Saved data entries
== Segment start ==

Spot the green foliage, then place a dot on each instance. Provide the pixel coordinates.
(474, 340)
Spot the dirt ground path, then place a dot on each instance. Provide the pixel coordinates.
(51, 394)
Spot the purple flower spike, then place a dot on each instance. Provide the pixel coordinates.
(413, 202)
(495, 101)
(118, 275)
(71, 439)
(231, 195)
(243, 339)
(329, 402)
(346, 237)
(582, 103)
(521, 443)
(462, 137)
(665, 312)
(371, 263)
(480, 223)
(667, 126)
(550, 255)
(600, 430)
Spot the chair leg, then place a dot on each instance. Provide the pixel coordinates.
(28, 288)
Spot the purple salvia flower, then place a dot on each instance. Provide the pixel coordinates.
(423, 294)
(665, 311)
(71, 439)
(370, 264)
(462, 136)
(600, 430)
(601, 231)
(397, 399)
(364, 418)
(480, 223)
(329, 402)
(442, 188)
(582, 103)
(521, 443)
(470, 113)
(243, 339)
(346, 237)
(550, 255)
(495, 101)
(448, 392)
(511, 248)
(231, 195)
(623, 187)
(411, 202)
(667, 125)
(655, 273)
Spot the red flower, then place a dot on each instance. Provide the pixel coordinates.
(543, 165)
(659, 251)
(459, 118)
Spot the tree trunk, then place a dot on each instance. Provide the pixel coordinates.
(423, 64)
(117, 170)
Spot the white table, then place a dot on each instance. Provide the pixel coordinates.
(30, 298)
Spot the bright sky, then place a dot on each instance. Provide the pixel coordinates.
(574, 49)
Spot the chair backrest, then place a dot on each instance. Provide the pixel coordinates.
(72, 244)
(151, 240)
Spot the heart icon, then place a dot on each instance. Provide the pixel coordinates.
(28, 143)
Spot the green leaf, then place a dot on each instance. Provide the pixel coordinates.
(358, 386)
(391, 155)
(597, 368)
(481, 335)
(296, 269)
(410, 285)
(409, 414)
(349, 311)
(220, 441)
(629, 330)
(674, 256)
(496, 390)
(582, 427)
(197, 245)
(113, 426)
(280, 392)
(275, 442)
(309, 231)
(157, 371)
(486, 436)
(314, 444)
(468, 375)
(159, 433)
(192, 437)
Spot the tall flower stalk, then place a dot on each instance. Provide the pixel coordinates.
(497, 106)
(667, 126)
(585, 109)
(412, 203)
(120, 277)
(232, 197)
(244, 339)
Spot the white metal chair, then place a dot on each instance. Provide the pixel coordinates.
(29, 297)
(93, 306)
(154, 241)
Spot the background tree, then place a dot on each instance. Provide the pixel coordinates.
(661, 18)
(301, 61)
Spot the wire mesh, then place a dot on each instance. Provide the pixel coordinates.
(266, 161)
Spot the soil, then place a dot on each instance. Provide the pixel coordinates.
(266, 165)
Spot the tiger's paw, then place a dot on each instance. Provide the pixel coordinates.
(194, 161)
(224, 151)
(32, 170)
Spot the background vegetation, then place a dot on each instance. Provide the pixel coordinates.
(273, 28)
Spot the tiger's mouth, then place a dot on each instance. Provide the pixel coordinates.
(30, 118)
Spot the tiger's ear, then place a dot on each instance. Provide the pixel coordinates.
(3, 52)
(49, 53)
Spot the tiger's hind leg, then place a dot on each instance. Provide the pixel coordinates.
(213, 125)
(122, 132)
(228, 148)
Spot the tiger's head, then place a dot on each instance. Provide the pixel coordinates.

== Segment end ==

» **Aim of the task**
Set down every entry again, exactly as written.

» **Result of this exercise**
Spot the green foliage, then place a dot on each instance. Provide the pixel coordinates.
(474, 340)
Spot the dirt ground path, then place a dot on each instance. Provide the pixel coordinates.
(51, 394)
Spot the purple flower spike, then place a dot on each instance. Provide the pixel coordinates.
(413, 202)
(495, 101)
(118, 275)
(71, 439)
(231, 195)
(243, 339)
(329, 402)
(346, 237)
(582, 103)
(521, 443)
(462, 137)
(665, 312)
(371, 263)
(480, 223)
(667, 126)
(550, 255)
(600, 430)
Spot the chair leg, then place a dot on each instance. Provide the pixel coordinates.
(28, 288)
Spot the purple salvia flower, then place a dot on each instance. Provide the pixel coordinates.
(423, 294)
(665, 311)
(71, 439)
(370, 264)
(462, 136)
(600, 430)
(601, 231)
(397, 399)
(364, 418)
(480, 223)
(329, 402)
(442, 188)
(582, 103)
(521, 443)
(470, 113)
(243, 339)
(346, 237)
(550, 255)
(495, 101)
(448, 392)
(511, 248)
(231, 195)
(623, 187)
(411, 202)
(667, 125)
(655, 273)
Spot the red flower, then place a dot on each instance. Provide the pixel coordinates.
(543, 165)
(659, 251)
(459, 118)
Spot the tree trunk, then place a dot on each instance. Provide the pixel coordinates.
(423, 64)
(117, 170)
Spot the white table, then place a dot on each instance. Provide the pixel coordinates.
(30, 298)
Spot the bright sky, then place a dot on each instance. Provide the pixel coordinates.
(574, 49)
Spot the chair backrest, then place a dot on each instance. Provide the pixel coordinates.
(72, 244)
(151, 240)
Spot the heart icon, then place a dot on each instance. Provide the pixel coordinates.
(28, 143)
Spot the green leaf, then place a dot on each instance. Provide the pixel coordinates.
(358, 386)
(391, 155)
(597, 368)
(481, 335)
(296, 269)
(410, 285)
(409, 414)
(349, 311)
(220, 441)
(629, 330)
(674, 256)
(496, 390)
(582, 427)
(197, 245)
(113, 426)
(280, 392)
(275, 442)
(309, 231)
(157, 371)
(486, 436)
(314, 444)
(468, 375)
(159, 433)
(192, 437)
Spot the tall flower stalk, then place a dot on each instance. Provide the pixel coordinates.
(497, 106)
(667, 126)
(585, 109)
(412, 203)
(120, 277)
(232, 197)
(244, 339)
Spot the white metal chair, then place a dot on each instance. Provide the pixel coordinates.
(29, 297)
(93, 306)
(154, 241)
Spot the background tree, then place a dot on each instance. Provide the pixel coordinates.
(661, 18)
(301, 61)
Spot the wire mesh, then place a dot on each instance. Provide the pixel coordinates.
(266, 161)
Spot the soil, then place a dot on each instance. Provide the pixel coordinates.
(266, 165)
Spot the tiger's paw, then place a dot on each instance. Provide the pixel coordinates.
(194, 161)
(224, 151)
(32, 170)
Spot the background vegetation, then place a dot on each instance. Provide the pixel coordinates.
(273, 28)
Spot the tiger's mouth, then place a dot on each instance. Provide the pixel coordinates.
(30, 118)
Spot the tiger's ear, then place a dot on each instance. Provide the pixel coordinates.
(3, 52)
(49, 53)
Spot the tiger's hind leg, then place a dot on each instance. Provide the pixel coordinates.
(213, 125)
(122, 132)
(228, 148)
Spot the tiger's head, then place a dot on each instance. Provide the pixel coordinates.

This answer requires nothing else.